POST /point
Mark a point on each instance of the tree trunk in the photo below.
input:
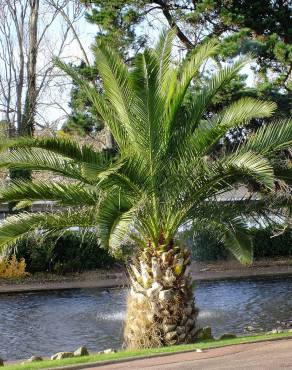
(27, 125)
(161, 309)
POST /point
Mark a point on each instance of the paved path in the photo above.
(255, 356)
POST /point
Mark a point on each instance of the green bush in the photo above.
(205, 246)
(266, 245)
(71, 252)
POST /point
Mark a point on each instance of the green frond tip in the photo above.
(239, 243)
(271, 138)
(17, 227)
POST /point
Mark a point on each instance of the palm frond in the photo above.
(271, 138)
(74, 194)
(106, 111)
(17, 227)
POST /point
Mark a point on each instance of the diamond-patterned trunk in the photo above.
(161, 309)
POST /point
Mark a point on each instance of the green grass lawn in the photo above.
(146, 352)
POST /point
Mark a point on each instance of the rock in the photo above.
(180, 330)
(170, 335)
(165, 295)
(188, 311)
(168, 328)
(193, 333)
(184, 320)
(275, 331)
(109, 350)
(249, 328)
(189, 323)
(227, 336)
(286, 323)
(182, 337)
(35, 359)
(82, 351)
(205, 333)
(62, 355)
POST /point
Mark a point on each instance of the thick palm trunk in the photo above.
(161, 309)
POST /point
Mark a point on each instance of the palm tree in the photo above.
(163, 178)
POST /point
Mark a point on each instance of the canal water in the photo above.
(43, 323)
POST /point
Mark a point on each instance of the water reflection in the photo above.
(43, 323)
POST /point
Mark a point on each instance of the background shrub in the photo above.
(70, 252)
(205, 245)
(10, 268)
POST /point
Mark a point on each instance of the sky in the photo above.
(53, 103)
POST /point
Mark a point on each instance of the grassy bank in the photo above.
(122, 355)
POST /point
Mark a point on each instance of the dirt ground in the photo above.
(118, 277)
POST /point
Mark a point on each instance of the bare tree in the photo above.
(32, 32)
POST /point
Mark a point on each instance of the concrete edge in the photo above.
(131, 359)
(121, 281)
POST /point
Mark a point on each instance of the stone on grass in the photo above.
(205, 333)
(249, 328)
(171, 335)
(170, 327)
(227, 336)
(180, 330)
(109, 350)
(182, 337)
(82, 351)
(62, 355)
(165, 295)
(35, 359)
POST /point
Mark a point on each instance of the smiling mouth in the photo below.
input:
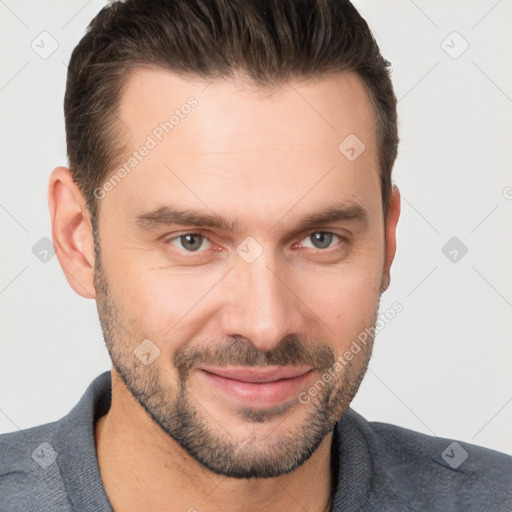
(258, 387)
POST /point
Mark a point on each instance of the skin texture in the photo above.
(172, 440)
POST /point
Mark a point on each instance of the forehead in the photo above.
(242, 150)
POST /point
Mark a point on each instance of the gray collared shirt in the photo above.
(376, 467)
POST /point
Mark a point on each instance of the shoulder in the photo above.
(29, 475)
(437, 473)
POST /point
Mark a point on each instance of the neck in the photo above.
(142, 468)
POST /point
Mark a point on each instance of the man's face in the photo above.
(228, 306)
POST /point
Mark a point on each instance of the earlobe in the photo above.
(390, 228)
(72, 232)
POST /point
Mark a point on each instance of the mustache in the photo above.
(239, 351)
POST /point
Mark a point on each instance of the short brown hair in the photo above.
(270, 42)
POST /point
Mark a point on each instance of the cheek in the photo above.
(345, 299)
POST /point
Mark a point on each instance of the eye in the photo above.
(191, 242)
(321, 239)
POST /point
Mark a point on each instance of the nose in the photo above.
(260, 302)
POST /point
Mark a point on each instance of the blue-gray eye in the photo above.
(321, 239)
(192, 242)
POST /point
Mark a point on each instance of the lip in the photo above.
(257, 387)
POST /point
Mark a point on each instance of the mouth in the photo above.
(257, 387)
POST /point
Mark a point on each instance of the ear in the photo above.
(72, 232)
(390, 231)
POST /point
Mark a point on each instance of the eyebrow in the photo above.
(167, 215)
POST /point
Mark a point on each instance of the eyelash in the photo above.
(205, 237)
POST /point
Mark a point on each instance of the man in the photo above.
(229, 206)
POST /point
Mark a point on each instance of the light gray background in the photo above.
(442, 366)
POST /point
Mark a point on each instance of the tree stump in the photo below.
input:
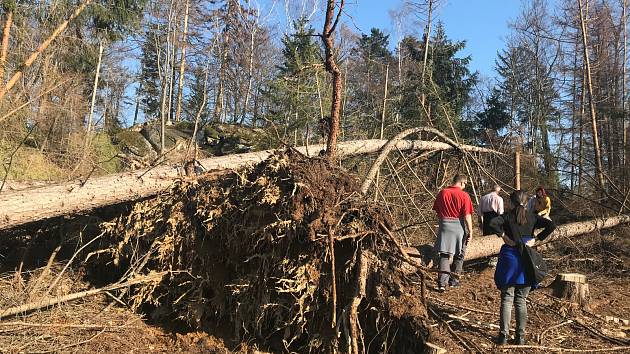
--------------------
Required action
Report the number of lines in these entries that hold the word "below". Add nothing else.

Response
3